## TEXT TO READ
==========

Three, apparently I don’t work well when I’m collaborating, because I like being able to control every aspect of a plot. Not a big deal, but . . . fuel for the writerly furnace?
That’s all I have to say. Besides this: ever tried index cards with your plotting? It works a charm, man. Works a charm. Just look at it. *waves index card in face*
January 25, 2012 — 3:14 PM
Konrad RK Ludwig says:
I have a pretty bad tendency to re-use specific styles or tempos. I don’t mean my “voice,” but more specifically it often feels like I’m re-using a whole page and a half of tempo, sentence structure and metaphor. Like I’m just plugging in words to a pre-existing latticework. I always have to go back, find those bastards and root them out with a knife (usually they’re a sign that one of my writing sessions was too long)
January 25, 2012 — 4:07 PM
Anna Sweat says:
Well, I think this is a little like asking me what my weaknesses are vs. asking my husband. You will probably get a much clearer answer from my husband. And maybe that’s my issue, not knowing exactly what my issues are. I do think plot is trickier for me than voice or characters or setting. And I’m a pantser, which doesn’t help. Because you hit those points where all you can think is, “Oh shit, where was this going?” Plot always comes to me last. I mean, I’ll get points. I’ll know the inciting incident or the ending or both, but the rest will elude me for some time. And connecting those dots can be tricky. I don’t know if I always do it as well as I need to. I usually feel the least secure about my plots.
January 25, 2012 — 4:35 PM
Paige S. says:
@Dan- think about taking a screenwriting class, maybe? It helped me figure out redundancies in my sentences while remaining descriptive. Just a thought 🙂
For those with issues finding a way to start a story- sometimes what we first write at the very beginning is purely for our own sake. The story shouldn’t really start there, but you might have needed it to in order to get there.

==========

## MATERIAL PROVIDED
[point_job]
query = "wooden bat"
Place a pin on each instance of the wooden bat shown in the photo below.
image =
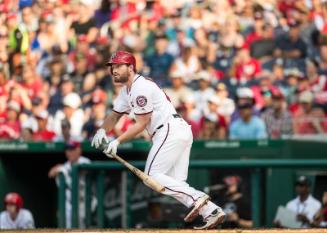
(147, 180)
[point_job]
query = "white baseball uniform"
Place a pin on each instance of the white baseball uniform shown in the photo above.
(172, 139)
(66, 169)
(24, 220)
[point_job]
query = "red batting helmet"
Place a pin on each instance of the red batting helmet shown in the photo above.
(122, 57)
(15, 199)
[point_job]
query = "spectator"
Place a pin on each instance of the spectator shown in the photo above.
(291, 84)
(291, 45)
(304, 205)
(98, 113)
(160, 62)
(235, 205)
(10, 129)
(73, 113)
(309, 120)
(191, 114)
(64, 87)
(42, 133)
(226, 105)
(213, 125)
(65, 129)
(15, 216)
(188, 63)
(278, 119)
(245, 68)
(244, 95)
(320, 219)
(178, 92)
(73, 154)
(205, 91)
(247, 126)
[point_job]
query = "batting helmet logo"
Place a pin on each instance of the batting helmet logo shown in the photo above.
(122, 57)
(15, 199)
(141, 101)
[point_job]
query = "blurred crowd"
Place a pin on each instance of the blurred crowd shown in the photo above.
(234, 69)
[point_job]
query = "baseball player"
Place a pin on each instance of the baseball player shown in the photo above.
(172, 138)
(15, 217)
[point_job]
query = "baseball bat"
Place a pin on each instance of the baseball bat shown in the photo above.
(147, 180)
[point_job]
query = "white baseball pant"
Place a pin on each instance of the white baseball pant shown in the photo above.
(168, 162)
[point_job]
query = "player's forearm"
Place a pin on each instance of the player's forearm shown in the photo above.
(245, 223)
(132, 131)
(110, 121)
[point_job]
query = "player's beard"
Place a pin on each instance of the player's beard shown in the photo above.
(121, 78)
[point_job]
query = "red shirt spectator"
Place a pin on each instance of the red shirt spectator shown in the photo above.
(10, 128)
(43, 134)
(246, 67)
(307, 119)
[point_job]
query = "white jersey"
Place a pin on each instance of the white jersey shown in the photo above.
(309, 207)
(24, 220)
(145, 97)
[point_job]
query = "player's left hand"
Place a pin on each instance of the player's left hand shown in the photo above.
(303, 218)
(112, 148)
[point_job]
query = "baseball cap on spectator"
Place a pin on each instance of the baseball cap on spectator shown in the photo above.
(214, 99)
(176, 74)
(189, 99)
(65, 123)
(11, 16)
(293, 23)
(244, 92)
(71, 145)
(258, 15)
(221, 87)
(303, 180)
(102, 40)
(82, 38)
(231, 180)
(66, 78)
(42, 115)
(203, 75)
(277, 95)
(29, 124)
(36, 101)
(99, 96)
(306, 97)
(245, 105)
(13, 105)
(72, 100)
(293, 72)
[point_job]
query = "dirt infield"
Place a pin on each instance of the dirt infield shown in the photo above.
(175, 231)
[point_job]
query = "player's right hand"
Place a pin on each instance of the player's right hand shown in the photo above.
(99, 137)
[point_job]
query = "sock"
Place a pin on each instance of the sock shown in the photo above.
(207, 209)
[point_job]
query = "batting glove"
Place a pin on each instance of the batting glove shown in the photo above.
(99, 137)
(112, 148)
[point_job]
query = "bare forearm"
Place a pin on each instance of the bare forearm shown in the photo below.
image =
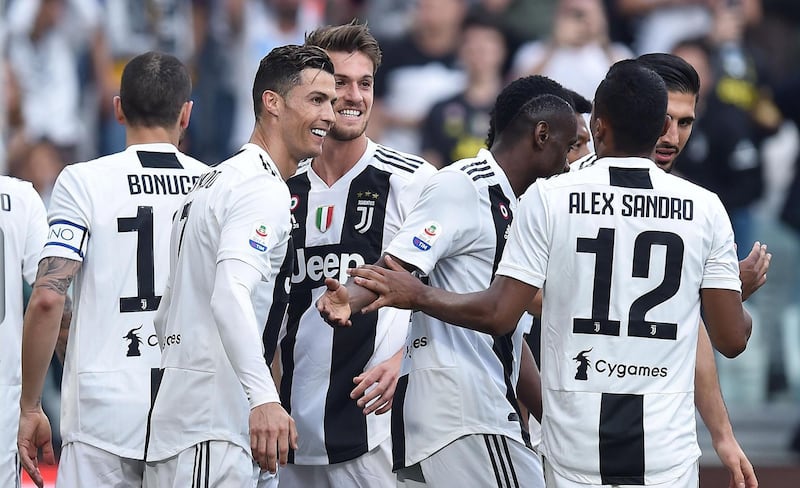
(707, 393)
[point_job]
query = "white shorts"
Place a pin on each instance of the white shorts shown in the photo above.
(689, 479)
(484, 460)
(206, 465)
(373, 470)
(82, 464)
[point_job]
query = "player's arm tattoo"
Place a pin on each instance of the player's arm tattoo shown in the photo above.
(56, 274)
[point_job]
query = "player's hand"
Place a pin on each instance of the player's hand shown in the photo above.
(732, 456)
(375, 387)
(394, 286)
(272, 434)
(334, 304)
(34, 433)
(753, 269)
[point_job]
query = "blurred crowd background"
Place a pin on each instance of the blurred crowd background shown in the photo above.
(444, 61)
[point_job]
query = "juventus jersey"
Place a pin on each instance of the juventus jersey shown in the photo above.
(114, 215)
(456, 381)
(23, 229)
(334, 228)
(238, 210)
(621, 249)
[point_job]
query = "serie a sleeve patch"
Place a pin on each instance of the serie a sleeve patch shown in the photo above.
(69, 235)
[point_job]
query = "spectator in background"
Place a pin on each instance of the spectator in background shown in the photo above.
(661, 24)
(578, 52)
(456, 128)
(46, 40)
(419, 69)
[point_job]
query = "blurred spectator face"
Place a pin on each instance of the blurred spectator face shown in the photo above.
(355, 89)
(483, 48)
(439, 14)
(581, 146)
(579, 22)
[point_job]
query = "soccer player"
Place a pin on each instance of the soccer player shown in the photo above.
(109, 226)
(347, 204)
(217, 409)
(625, 254)
(456, 403)
(683, 90)
(23, 229)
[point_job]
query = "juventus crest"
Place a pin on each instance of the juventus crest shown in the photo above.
(366, 210)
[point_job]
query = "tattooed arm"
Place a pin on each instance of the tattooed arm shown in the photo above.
(39, 334)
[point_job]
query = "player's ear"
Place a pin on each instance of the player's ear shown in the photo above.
(186, 114)
(119, 115)
(541, 133)
(271, 102)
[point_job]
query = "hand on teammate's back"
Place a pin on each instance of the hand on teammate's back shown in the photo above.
(753, 269)
(34, 432)
(272, 434)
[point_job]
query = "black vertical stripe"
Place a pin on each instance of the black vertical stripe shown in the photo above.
(630, 177)
(156, 374)
(280, 303)
(493, 460)
(622, 439)
(510, 461)
(345, 424)
(398, 426)
(164, 160)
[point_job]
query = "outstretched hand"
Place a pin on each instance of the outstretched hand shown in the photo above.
(753, 269)
(34, 433)
(334, 304)
(394, 286)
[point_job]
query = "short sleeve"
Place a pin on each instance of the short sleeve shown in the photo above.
(69, 217)
(721, 269)
(36, 236)
(255, 224)
(443, 217)
(527, 251)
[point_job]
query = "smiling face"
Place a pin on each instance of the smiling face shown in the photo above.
(681, 114)
(308, 115)
(355, 89)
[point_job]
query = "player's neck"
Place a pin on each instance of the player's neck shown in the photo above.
(151, 135)
(338, 157)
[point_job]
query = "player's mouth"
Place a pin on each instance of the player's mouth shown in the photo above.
(350, 113)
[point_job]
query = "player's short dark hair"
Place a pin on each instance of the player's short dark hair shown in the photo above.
(349, 38)
(580, 103)
(281, 69)
(515, 95)
(632, 99)
(547, 107)
(677, 74)
(153, 89)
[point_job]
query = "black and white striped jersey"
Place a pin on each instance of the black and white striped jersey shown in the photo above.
(621, 249)
(336, 227)
(456, 381)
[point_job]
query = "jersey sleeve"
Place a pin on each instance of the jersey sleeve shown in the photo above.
(721, 269)
(37, 234)
(68, 218)
(527, 251)
(440, 223)
(255, 224)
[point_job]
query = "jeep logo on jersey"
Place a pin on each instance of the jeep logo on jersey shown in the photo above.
(324, 217)
(135, 341)
(365, 208)
(424, 240)
(583, 365)
(318, 267)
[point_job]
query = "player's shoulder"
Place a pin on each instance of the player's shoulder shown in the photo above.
(405, 165)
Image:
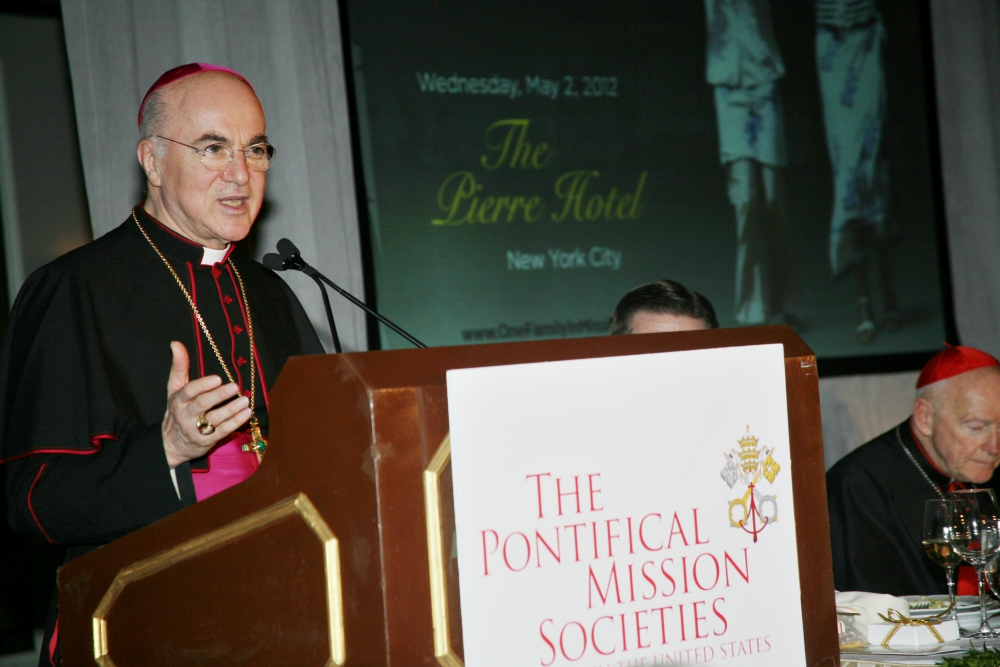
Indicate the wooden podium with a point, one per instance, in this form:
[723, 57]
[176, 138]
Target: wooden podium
[328, 555]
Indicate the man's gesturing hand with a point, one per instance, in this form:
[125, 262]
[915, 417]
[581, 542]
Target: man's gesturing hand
[186, 400]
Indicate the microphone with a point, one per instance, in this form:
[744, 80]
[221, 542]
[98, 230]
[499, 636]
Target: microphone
[291, 258]
[277, 262]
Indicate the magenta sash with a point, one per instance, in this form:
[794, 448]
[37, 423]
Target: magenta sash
[228, 465]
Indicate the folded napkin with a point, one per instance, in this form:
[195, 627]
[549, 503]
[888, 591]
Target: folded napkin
[870, 605]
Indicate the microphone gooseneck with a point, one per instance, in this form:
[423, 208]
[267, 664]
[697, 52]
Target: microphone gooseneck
[274, 261]
[287, 248]
[291, 258]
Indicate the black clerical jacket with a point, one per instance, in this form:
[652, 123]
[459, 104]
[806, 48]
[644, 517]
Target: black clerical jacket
[876, 497]
[83, 376]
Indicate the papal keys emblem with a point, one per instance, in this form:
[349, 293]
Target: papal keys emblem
[755, 511]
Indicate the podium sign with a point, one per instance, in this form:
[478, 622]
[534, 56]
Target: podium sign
[339, 550]
[627, 510]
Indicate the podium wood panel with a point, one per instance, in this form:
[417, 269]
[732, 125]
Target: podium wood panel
[352, 435]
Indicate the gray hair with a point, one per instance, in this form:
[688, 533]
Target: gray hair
[154, 115]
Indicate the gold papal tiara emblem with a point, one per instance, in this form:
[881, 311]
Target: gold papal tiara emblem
[754, 511]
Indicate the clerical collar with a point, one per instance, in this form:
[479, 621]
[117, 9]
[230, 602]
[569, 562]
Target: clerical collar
[179, 248]
[938, 479]
[212, 256]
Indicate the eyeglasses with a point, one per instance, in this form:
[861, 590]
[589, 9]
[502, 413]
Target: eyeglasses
[218, 156]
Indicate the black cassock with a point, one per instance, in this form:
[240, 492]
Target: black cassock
[876, 497]
[83, 376]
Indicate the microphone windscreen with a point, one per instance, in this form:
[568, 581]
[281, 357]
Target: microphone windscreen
[287, 248]
[274, 261]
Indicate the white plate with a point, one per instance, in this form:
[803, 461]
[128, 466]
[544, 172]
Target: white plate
[962, 603]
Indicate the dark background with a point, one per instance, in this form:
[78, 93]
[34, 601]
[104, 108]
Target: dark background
[440, 281]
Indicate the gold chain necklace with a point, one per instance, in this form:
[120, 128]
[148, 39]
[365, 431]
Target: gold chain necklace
[259, 445]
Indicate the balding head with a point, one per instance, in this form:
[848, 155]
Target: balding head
[957, 421]
[208, 111]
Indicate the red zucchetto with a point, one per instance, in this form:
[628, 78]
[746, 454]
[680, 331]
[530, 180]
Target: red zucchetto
[954, 360]
[181, 72]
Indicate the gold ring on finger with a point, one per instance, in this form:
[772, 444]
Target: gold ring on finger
[204, 426]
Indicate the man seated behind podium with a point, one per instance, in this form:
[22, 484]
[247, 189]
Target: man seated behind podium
[135, 370]
[659, 306]
[876, 493]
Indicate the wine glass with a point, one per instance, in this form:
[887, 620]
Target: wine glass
[937, 528]
[975, 535]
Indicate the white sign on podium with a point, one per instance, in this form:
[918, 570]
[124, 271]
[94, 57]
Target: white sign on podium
[626, 511]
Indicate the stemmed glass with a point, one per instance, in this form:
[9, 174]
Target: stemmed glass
[937, 528]
[975, 535]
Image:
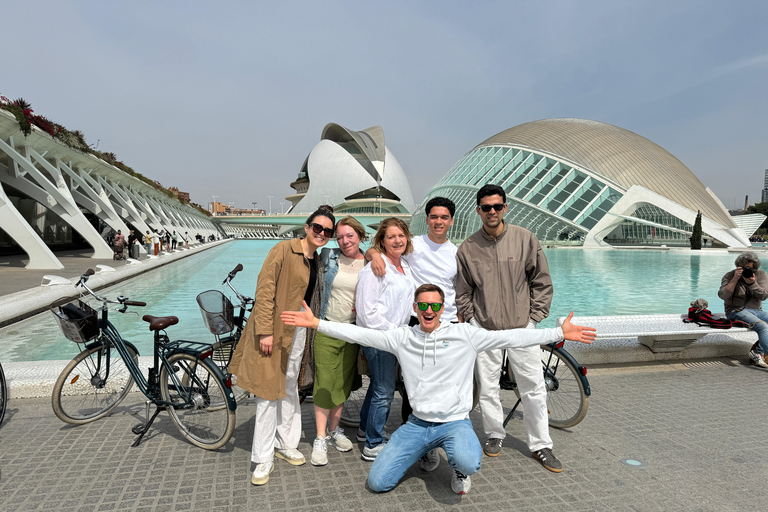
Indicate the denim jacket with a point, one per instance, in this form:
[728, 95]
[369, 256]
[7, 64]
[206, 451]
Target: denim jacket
[330, 260]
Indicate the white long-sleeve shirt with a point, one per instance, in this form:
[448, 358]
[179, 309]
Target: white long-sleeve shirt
[384, 302]
[438, 366]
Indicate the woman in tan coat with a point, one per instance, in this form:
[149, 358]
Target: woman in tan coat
[268, 357]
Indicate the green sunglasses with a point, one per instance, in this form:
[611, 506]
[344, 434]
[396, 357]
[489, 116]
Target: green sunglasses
[434, 305]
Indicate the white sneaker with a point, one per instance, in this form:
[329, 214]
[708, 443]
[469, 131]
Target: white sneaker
[460, 482]
[291, 455]
[319, 452]
[370, 454]
[339, 440]
[361, 436]
[261, 473]
[430, 460]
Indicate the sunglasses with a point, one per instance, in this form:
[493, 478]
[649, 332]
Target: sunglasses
[434, 305]
[317, 228]
[487, 207]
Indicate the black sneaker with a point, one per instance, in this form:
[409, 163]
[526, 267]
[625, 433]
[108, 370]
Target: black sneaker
[548, 460]
[492, 447]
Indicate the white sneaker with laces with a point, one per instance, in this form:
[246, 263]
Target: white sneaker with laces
[430, 460]
[260, 475]
[339, 440]
[319, 455]
[460, 482]
[291, 455]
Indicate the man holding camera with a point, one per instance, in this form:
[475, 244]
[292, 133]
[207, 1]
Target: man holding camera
[743, 290]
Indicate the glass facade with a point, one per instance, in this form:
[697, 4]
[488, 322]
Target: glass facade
[555, 200]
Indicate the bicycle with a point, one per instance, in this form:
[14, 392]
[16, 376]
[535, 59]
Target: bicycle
[182, 380]
[568, 389]
[218, 315]
[3, 394]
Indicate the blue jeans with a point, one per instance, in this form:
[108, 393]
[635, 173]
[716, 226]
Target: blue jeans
[757, 321]
[381, 392]
[411, 441]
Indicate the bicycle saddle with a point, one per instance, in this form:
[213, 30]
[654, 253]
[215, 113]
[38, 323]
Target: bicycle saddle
[158, 323]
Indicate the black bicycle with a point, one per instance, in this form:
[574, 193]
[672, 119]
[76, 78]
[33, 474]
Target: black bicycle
[219, 318]
[182, 380]
[567, 386]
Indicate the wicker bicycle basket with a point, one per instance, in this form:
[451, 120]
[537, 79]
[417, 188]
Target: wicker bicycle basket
[78, 321]
[218, 312]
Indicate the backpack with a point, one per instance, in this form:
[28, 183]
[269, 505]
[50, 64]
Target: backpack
[703, 317]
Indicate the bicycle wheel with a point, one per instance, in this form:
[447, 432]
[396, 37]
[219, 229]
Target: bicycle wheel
[567, 401]
[3, 394]
[200, 406]
[81, 394]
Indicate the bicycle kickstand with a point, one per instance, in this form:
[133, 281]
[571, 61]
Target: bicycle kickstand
[142, 428]
[511, 413]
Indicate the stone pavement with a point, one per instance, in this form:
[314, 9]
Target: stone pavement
[696, 425]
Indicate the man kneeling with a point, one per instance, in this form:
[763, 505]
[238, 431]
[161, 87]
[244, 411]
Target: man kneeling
[437, 363]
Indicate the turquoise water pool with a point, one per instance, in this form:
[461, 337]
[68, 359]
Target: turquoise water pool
[588, 282]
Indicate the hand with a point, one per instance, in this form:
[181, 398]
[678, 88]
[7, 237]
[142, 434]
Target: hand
[573, 332]
[377, 264]
[265, 344]
[300, 318]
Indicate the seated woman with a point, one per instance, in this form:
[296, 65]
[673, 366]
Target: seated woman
[743, 290]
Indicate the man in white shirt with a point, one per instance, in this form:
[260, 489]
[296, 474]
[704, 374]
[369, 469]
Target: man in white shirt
[437, 359]
[433, 261]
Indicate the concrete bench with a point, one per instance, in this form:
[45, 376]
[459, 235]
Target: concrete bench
[660, 333]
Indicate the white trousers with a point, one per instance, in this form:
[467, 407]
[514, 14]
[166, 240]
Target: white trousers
[526, 367]
[278, 422]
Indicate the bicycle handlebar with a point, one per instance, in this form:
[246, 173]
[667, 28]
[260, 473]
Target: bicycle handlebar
[228, 281]
[121, 299]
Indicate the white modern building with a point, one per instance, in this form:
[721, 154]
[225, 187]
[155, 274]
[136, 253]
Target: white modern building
[50, 194]
[579, 182]
[354, 172]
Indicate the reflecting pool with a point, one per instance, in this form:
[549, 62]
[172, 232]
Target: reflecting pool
[588, 282]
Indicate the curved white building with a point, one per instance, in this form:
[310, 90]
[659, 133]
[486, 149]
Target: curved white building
[353, 171]
[573, 181]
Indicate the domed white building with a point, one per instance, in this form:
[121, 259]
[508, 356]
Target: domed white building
[573, 181]
[353, 171]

==========

## REQUESTS
- 1) List the names of every commenter in the comment thread on writing weaknesses who is shown with "says:" after the name.
- 2) From the comment thread on writing weaknesses, return word for word the part that opens with the words containing "Three, apparently I" and closes with "was too long)".
- 3) Pick up the comment thread on writing weaknesses right after its last sentence and keep writing it.

## ANSWERS FOR THIS EXERCISE
- 1)
Konrad RK Ludwig
Anna Sweat
Paige S.

- 2)
Three, apparently I don’t work well when I’m collaborating, because I like being able to control every aspect of a plot. Not a big deal, but . . . fuel for the writerly furnace?
That’s all I have to say. Besides this: ever tried index cards with your plotting? It works a charm, man. Works a charm. Just look at it. *waves index card in face*
January 25, 2012 — 3:14 PM
Konrad RK Ludwig says:
I have a pretty bad tendency to re-use specific styles or tempos. I don’t mean my “voice,” but more specifically it often feels like I’m re-using a whole page and a half of tempo, sentence structure and metaphor. Like I’m just plugging in words to a pre-existing latticework. I always have to go back, find those bastards and root them out with a knife (usually they’re a sign that one of my writing sessions was too long)

- 3)
January 25, 2012 — 4:40 PM
Mary Alice Kropp says:
Revising is number one in my book. I don’t know how to do it. I mean, I can read what I wrote and know there are problems- plot holes, stuff that needs expanding on, deeper characterization, whatever. What I DON’T know how to do is put that stuff into the story. Where it goes, how to tweak the scenes, add descriptions or plot elements.
Descriptions are another bugger. I naturally tend to write sparsely, but then I’m left with people in a room and no idea what they look like or what’s around them. I know some of that needs to be there for setting and keeping readers interest, but when I do expand, it always seems like way too much and will be boring. I can’t seem to find a happy medium I can be content with. (But maybe that’s my problem. Maybe it’s the cranky mediums who know best?)
January 25, 2012 — 5:08 PM
Mary Alice Kropp says:
Thought of something else- endings. I can’t seem to stop. Not that I don’t know how it ends, I can’t seem to get to the wrap up where things are tied up and worked out, and then… Everything always seems weak and silly when I try to write endings
January 25, 2012 — 5:36 PM
Arachne Jericho says:
Your Achilles’ Heel is mine, Chuck. Plot and structure is tough, and the longer a story is, the worse it gets.
January 25, 2012 — 6:02 PM
KRVeale says:
I have several stories which haven’t found markets yet, and I’m getting the impression that Ye Olde Intestinal Flora have been misleading me about their shape.
I’m going to start abusing said stories by twisting them into new and ragged incarnations just to see what happens.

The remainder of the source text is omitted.